Set exercise =>
Update the data below so that every instance of "the pointer" becomes "the annotator", leaving everything else unchanged.
Start Data for processing
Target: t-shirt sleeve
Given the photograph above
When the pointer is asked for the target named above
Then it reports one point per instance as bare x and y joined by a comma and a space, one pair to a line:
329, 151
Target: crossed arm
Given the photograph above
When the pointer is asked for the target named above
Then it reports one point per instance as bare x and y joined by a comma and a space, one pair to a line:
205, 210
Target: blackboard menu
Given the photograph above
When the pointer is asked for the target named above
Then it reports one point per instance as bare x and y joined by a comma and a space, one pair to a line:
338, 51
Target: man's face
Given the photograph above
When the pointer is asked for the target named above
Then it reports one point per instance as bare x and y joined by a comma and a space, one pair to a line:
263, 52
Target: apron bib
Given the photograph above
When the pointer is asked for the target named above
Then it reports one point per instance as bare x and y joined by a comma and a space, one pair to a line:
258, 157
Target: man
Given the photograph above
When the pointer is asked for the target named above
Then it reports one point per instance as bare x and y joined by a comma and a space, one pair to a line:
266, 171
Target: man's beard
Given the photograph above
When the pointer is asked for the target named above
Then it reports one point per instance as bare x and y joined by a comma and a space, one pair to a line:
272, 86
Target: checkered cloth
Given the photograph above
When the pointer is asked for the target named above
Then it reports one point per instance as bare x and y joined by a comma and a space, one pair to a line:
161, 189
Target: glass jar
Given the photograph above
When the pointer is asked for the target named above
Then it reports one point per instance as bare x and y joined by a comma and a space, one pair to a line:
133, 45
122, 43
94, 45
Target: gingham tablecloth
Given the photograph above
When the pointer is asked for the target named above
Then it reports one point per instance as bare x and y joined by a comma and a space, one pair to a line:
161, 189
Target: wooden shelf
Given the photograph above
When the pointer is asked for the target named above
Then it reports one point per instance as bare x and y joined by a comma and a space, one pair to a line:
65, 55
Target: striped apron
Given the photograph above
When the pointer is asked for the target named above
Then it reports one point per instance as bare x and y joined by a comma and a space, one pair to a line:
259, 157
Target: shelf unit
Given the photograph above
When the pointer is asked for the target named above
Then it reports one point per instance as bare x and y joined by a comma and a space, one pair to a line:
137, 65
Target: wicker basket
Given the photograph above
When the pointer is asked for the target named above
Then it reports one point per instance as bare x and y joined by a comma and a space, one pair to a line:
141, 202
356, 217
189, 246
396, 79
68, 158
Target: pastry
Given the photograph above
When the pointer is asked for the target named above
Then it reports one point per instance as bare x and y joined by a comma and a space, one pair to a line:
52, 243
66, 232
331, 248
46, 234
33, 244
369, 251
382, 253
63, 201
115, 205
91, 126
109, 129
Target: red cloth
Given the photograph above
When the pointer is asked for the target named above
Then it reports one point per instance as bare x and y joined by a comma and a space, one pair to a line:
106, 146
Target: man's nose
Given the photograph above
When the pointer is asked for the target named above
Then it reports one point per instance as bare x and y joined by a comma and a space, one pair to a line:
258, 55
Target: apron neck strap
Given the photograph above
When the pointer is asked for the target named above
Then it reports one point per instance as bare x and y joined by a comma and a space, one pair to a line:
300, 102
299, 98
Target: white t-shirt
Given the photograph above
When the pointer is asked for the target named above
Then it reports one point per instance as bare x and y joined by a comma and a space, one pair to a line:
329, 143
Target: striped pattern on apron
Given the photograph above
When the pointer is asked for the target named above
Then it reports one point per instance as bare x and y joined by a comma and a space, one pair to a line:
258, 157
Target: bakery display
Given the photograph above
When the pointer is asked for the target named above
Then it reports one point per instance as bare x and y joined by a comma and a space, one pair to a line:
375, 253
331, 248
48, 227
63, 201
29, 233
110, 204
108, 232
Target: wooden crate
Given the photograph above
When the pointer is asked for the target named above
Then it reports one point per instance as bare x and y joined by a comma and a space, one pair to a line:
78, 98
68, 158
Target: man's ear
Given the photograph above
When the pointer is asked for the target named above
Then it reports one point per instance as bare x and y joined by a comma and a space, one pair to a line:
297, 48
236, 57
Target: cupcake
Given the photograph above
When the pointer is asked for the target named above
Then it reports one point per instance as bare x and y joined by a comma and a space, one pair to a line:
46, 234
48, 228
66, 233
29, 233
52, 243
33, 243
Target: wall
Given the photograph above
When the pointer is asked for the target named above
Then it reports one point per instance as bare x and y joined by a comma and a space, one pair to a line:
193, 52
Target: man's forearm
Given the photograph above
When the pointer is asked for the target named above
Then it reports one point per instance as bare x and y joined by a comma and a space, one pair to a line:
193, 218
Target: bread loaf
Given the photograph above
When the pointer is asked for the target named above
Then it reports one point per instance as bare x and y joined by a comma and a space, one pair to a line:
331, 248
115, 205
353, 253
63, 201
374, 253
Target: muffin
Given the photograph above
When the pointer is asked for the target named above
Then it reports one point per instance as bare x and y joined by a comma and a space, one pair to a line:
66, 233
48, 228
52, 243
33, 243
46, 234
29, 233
End Data for processing
Exercise output =>
Target: t-shirt sleeve
Given the photograph above
When the annotator is asked for the target named above
Then it reports one point per instance as bare x and y joined by a comma and a space, one pair to a line:
329, 151
Target: crossed arm
Given the photograph above
When the annotator is asked for the target named above
Then it reports one point per instance as bare x and y joined by a comma and a space, one pair to a line:
205, 210
Target: blackboard menu
Given the photograph above
When the annotator is asked for the target named above
Then it reports one point per instance as bare x and y joined by a comma and a space, one pair to a line:
338, 51
Target: man's face
Given the photograph above
When the annotator is asked for the target named above
Then it reports one point per instance as bare x and y joined by a comma and a space, one pair to a line:
263, 52
Target: apron bib
Given the photograph above
When the annotator is asked for the target named above
Then it reports one point per instance as bare x and y joined by a comma and a space, one pair to a line:
258, 157
Target: man
Given the photograph above
When the annotator is asked for the target named above
Then it reports one point per instance as bare x and y joined by a comma and a space, one pair to a line:
266, 171
Target: man's beard
Given the photograph above
When the annotator is asked for the target named above
Then it reports one point per instance as bare x and y joined by a comma and a space, one pair to a line:
272, 86
Target: checkered cloth
Given the photograph above
When the annotator is asked for the target named above
Then it reports one point per instance as bare x and y joined by a comma and a space, one pair to a line:
161, 189
Target: glass jar
Given the photograph above
When the annotator is asked for the target named above
Then it reports one point per instance as bare x and y joined by a comma and a space, one pair to a line:
133, 45
122, 43
94, 45
Target: gingham tablecloth
Given the photograph above
When the annotator is asked for the target named above
Then it reports one point per instance as bare x and y joined by a comma and a space, one pair to a line:
161, 189
Target: wooden shelf
Given the photograph above
When the annotator is asked for the target named above
Then it reports one point per instance as bare x and y joined by a comma and a space, one pair to a line:
65, 55
Target: striped apron
Given the photograph above
When the annotator is asked for the target named above
Then it reports one point per instance as bare x and y joined by a comma and a space, one pair to a line:
259, 157
Target: shelf unit
Given the photograph above
When the annotator is asked for the target named above
Then it reports one point per instance as bare x and y joined by a comma and a space, one pair to a line:
137, 65
Target: wicker basket
Given the photograph above
When the annotator is asked for the target named above
Then it reports one point per instance as bare x and y joined by a comma and a space, one pair to a line:
141, 202
356, 217
189, 246
396, 79
68, 158
Target: pastry
Given the photograph above
When the annotator is asked for the target named above
Then it reports one point per instance as bare x and y joined by a comma and a space, one pair to a line:
52, 243
66, 232
331, 248
46, 234
33, 244
369, 251
382, 253
63, 201
115, 205
91, 126
109, 129
Target: red cloth
Given the photograph above
When the annotator is asked for the target named above
Then it reports one point per instance as bare x and y joined by a comma and a space, one pair to a line:
106, 146
Target: man's nose
Given the photograph above
When the annotator is asked for the target named above
Then it reports one point per instance as bare x and y joined by a comma and a space, one pair to a line:
258, 55
Target: apron neck strap
Given the photograph above
When the annotator is asked for the target named above
Then it reports one point per instance as bare x and y joined by a comma and a space, one pair to a line:
300, 102
299, 98
Target: white t-shirt
Given the photograph above
When the annotator is asked for the target named above
Then it reports one point per instance as bare x and y joined by a comma and a space, one pair to a line:
329, 143
Target: striped pattern on apron
Given the photograph above
When the annotator is asked for the target named above
Then it reports one point per instance as bare x and y joined by a comma and a space, one pair to a line:
258, 157
Target: bakery display
Given the photograph above
When the annotator is asked for the target named above
Then it reports one point per instance as bare x and y joined by a comma and a space, one pair to a line:
375, 253
331, 248
48, 227
63, 201
29, 233
110, 204
108, 232
Target: wooden crate
Given the photograph above
When the annotator is asked for the target named above
Then it reports one point per instance as bare x and y joined by a comma and a space, one pair to a line:
78, 98
68, 158
Target: man's ear
Given the photograph above
When the annotator is asked for the target named above
Then it reports one point per instance as bare x and y joined by a comma and a space, one pair to a line:
297, 48
236, 57
Target: cupcake
Given the photograph above
When the annotator is asked for the target named above
Then it reports one point per instance as bare x and y joined by a comma and a space, one pair to a line:
46, 234
48, 228
66, 233
29, 233
52, 243
33, 243
Target: wall
Given the photograph above
When the annotator is asked for the target named above
Then it reports one point per instance as bare x and y joined by a comma and a space, one pair to a line:
193, 52
Target: man's forearm
Given the photograph above
When the annotator is asked for the target named above
Then it reports one point per instance as bare x and y joined by a comma and a space, one pair to a line:
193, 218
Target: bread loaf
Given the photograph above
When the annotator is asked for the target named above
Then it reports one point per instance as bare x and y joined by a comma and a space, one pair to a line:
331, 248
115, 205
353, 253
63, 201
374, 253
Target: muffin
Given the photograph above
When the annotator is asked for the target named above
Then it reports one point per instance as bare x and y joined by a comma and a space, one pair to a line:
66, 233
48, 228
52, 243
33, 243
46, 234
29, 233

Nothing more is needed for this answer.